==== DATA IN THIS EXERCISE ====

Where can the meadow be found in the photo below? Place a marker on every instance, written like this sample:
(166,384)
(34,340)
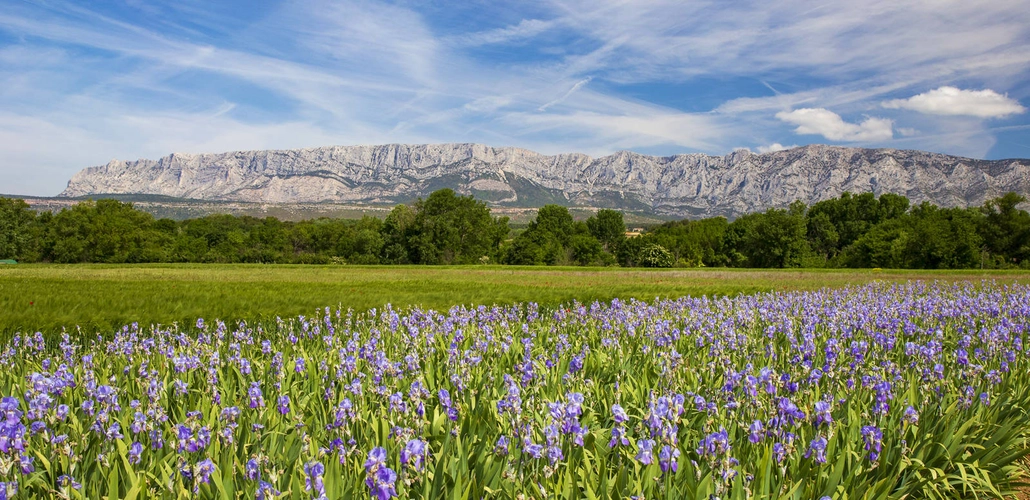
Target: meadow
(102,297)
(918,390)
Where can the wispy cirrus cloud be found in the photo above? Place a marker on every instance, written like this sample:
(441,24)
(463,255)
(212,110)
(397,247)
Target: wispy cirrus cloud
(556,75)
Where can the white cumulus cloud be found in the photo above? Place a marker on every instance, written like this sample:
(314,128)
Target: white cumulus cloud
(776,146)
(828,124)
(951,100)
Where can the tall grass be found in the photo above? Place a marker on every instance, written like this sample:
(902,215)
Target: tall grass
(103,297)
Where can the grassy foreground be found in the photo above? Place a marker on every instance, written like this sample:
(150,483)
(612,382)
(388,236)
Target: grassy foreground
(47,297)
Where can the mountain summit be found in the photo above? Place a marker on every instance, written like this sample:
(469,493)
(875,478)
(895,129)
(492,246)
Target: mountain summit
(679,186)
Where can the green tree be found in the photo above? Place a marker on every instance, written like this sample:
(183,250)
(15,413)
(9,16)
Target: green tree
(774,238)
(1005,230)
(655,255)
(106,231)
(451,229)
(18,228)
(608,227)
(547,239)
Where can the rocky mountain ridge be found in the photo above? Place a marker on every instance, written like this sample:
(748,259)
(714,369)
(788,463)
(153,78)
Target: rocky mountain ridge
(692,185)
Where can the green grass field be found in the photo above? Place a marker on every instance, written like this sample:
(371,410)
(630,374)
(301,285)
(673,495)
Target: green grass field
(99,297)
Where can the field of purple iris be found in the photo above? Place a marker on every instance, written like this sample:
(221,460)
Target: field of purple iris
(881,391)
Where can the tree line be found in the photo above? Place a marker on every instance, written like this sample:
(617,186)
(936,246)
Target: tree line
(851,231)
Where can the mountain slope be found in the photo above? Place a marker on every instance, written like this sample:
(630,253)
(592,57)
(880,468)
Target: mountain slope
(681,186)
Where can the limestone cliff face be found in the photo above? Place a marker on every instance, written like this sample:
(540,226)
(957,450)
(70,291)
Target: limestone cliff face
(681,186)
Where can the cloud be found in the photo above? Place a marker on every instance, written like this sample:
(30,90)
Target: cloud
(579,85)
(828,124)
(520,32)
(776,146)
(953,101)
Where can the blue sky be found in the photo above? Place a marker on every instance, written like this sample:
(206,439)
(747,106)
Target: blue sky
(83,82)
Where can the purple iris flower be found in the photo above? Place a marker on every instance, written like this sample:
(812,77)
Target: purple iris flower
(646,454)
(135,452)
(818,448)
(873,438)
(414,454)
(668,459)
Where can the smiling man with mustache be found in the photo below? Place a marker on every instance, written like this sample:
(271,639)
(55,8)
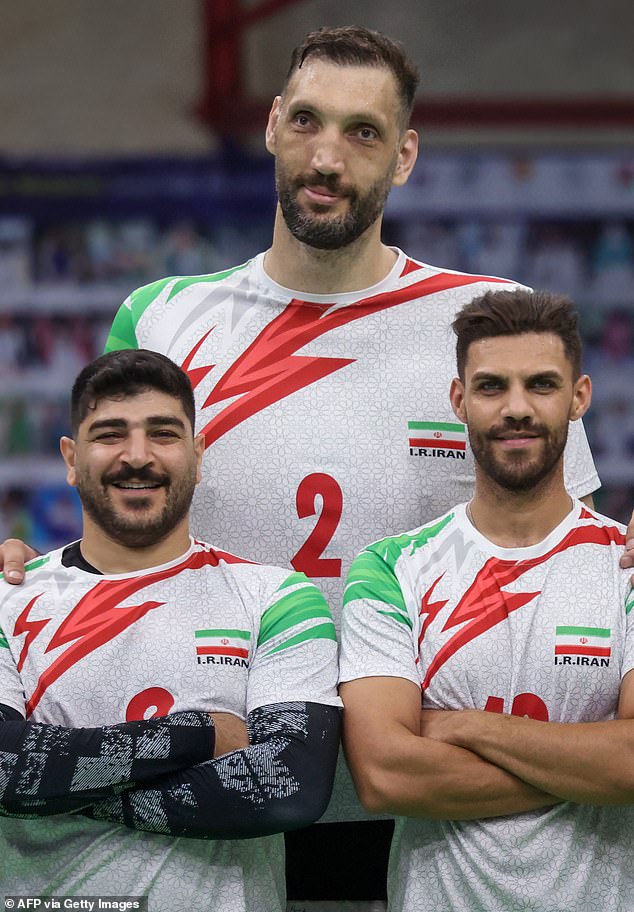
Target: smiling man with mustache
(167,708)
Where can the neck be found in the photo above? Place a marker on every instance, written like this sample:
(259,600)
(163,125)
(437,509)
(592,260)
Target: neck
(518,519)
(111,556)
(296,265)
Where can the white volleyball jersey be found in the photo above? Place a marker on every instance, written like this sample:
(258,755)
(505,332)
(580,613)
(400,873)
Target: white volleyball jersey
(207,632)
(326,417)
(545,631)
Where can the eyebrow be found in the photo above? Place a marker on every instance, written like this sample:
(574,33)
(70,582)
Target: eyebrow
(372,119)
(551,374)
(151,421)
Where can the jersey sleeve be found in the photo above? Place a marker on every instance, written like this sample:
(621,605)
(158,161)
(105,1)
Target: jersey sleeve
(377,635)
(282,781)
(628,654)
(296,650)
(49,769)
(580,474)
(123,330)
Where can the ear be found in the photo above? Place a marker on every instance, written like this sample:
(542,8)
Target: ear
(271,125)
(456,397)
(407,155)
(199,450)
(581,397)
(68,450)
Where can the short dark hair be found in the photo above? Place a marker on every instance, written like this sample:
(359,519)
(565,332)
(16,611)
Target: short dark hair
(512,313)
(353,45)
(119,374)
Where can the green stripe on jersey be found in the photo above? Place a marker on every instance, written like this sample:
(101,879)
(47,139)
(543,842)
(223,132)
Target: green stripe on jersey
(34,564)
(303,604)
(319,632)
(123,330)
(583,631)
(292,580)
(390,549)
(185,282)
(371,577)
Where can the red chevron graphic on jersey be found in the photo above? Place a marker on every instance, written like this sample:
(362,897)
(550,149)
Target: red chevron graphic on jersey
(269,370)
(196,374)
(430,608)
(31,628)
(485,604)
(98,617)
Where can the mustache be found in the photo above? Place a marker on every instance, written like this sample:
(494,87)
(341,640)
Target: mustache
(330,182)
(142,474)
(512,425)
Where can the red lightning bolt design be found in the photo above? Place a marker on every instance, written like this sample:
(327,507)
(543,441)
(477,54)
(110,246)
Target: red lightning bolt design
(430,608)
(31,628)
(196,374)
(270,369)
(484,604)
(98,617)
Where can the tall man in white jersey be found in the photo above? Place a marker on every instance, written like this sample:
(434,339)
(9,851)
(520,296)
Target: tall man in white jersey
(321,366)
(510,614)
(182,697)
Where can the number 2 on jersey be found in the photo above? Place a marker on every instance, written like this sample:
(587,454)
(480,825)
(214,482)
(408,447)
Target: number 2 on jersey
(309,557)
(526,704)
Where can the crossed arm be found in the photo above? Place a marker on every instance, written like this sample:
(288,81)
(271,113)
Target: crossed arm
(586,762)
(132,774)
(398,771)
(466,764)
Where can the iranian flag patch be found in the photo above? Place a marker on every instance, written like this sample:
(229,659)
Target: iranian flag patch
(449,435)
(221,641)
(591,641)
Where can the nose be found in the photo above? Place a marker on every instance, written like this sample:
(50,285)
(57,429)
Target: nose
(137,451)
(328,152)
(517,405)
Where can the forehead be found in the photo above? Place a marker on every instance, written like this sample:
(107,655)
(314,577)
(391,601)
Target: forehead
(135,409)
(326,85)
(521,355)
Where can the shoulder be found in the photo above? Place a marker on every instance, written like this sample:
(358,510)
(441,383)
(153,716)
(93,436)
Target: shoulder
(600,529)
(267,578)
(383,568)
(38,571)
(440,279)
(167,288)
(396,547)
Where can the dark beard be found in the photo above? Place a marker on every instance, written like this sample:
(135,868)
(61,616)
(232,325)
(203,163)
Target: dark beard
(136,533)
(338,231)
(513,475)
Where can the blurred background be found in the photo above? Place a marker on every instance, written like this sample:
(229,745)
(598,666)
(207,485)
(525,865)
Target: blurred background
(131,147)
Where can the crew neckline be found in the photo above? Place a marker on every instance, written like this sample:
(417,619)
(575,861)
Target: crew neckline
(513,554)
(337,297)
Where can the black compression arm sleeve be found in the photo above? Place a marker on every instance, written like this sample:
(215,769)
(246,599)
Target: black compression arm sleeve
(48,769)
(282,781)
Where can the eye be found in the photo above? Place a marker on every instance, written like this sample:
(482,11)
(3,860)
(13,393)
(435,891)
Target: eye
(302,119)
(543,384)
(108,436)
(367,133)
(489,386)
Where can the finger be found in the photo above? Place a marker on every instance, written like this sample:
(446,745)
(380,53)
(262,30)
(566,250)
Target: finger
(13,572)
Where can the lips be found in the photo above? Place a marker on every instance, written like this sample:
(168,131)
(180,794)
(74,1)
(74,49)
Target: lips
(321,195)
(137,486)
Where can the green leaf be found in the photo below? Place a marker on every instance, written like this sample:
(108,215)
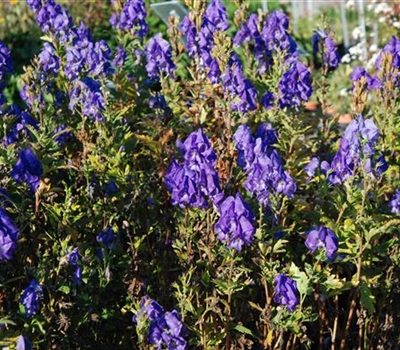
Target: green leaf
(243,329)
(64,289)
(367,298)
(301,279)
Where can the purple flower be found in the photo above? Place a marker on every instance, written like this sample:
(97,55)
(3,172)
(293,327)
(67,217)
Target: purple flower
(120,57)
(28,169)
(158,101)
(23,343)
(249,32)
(268,100)
(48,60)
(394,203)
(216,14)
(111,188)
(235,225)
(34,5)
(245,145)
(52,17)
(242,91)
(323,237)
(286,292)
(295,85)
(159,57)
(214,74)
(357,144)
(133,16)
(62,135)
(85,57)
(8,236)
(188,29)
(330,56)
(5,61)
(164,329)
(360,73)
(311,167)
(107,238)
(262,163)
(20,128)
(197,178)
(30,298)
(73,260)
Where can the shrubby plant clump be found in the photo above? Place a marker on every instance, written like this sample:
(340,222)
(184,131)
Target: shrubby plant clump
(182,172)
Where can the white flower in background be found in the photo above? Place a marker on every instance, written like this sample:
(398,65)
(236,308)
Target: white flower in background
(383,8)
(371,62)
(346,58)
(350,4)
(343,92)
(373,48)
(356,33)
(356,51)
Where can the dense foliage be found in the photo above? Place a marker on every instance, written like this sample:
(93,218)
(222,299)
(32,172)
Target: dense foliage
(172,191)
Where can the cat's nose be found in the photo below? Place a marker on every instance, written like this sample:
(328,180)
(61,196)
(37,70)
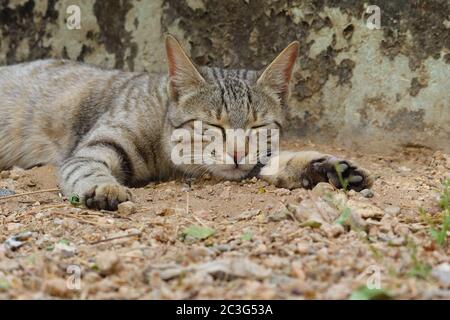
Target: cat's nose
(237,156)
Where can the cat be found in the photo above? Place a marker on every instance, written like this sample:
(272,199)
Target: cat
(107,130)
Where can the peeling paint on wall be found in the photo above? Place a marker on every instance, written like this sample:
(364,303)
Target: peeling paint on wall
(373,88)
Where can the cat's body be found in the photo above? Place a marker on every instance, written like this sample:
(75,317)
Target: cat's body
(106,128)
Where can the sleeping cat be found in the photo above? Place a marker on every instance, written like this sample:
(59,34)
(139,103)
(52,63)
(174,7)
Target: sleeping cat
(108,129)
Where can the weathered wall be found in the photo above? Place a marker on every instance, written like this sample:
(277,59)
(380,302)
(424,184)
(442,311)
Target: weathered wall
(373,88)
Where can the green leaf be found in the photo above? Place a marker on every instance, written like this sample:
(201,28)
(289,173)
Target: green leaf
(247,236)
(198,232)
(74,200)
(343,217)
(4,284)
(364,293)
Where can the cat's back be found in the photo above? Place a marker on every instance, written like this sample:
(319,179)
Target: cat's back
(44,103)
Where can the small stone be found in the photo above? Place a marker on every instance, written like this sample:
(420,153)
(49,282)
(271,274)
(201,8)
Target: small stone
(322,188)
(66,250)
(4,174)
(127,208)
(6,192)
(223,247)
(442,274)
(367,193)
(14,226)
(16,173)
(56,287)
(333,230)
(108,262)
(392,210)
(8,265)
(166,212)
(282,192)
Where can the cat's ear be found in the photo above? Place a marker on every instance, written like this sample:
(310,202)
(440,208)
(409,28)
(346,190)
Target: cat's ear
(183,75)
(278,74)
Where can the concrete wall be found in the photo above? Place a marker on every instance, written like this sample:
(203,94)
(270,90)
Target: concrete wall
(373,88)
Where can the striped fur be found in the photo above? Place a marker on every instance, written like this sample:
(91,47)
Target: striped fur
(107,129)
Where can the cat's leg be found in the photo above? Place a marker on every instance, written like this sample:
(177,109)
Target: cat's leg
(305,169)
(95,173)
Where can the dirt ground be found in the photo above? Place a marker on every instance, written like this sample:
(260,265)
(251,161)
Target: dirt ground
(232,240)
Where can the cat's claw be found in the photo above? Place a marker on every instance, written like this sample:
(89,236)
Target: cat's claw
(338,172)
(106,196)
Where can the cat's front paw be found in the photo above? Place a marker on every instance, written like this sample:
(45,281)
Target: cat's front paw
(339,172)
(106,196)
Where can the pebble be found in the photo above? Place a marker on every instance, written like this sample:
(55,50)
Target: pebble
(14,226)
(282,192)
(66,250)
(108,262)
(6,192)
(442,274)
(56,287)
(392,210)
(126,208)
(4,174)
(322,188)
(367,193)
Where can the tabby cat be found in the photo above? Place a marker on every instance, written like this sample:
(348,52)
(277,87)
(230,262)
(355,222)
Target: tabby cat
(108,129)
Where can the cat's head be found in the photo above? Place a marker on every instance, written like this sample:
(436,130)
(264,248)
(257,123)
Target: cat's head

====

Return the line that contains "Where can the cat's front" and all lines after it, verbatim, and nothing else.

Where can the cat's front paw be found in the photo above? Place a marker on every instance, written like this sample:
(45,281)
Target: cat's front paw
(339,172)
(106,196)
Where can the pebble be found in the photo above? Place a marker on every instance, written like this sample:
(55,50)
Target: pebble
(14,226)
(282,192)
(66,250)
(108,262)
(6,192)
(442,274)
(56,287)
(392,210)
(126,208)
(4,174)
(322,188)
(367,193)
Where can the tabby cat be found in the photo above? Place a marker on every instance, written like this sample:
(348,52)
(277,87)
(230,262)
(355,222)
Target: tabby cat
(108,129)
Where can the cat's head be found in the photo above? Place a marker on every instance, written like this sample:
(436,130)
(264,248)
(257,123)
Target: cat's head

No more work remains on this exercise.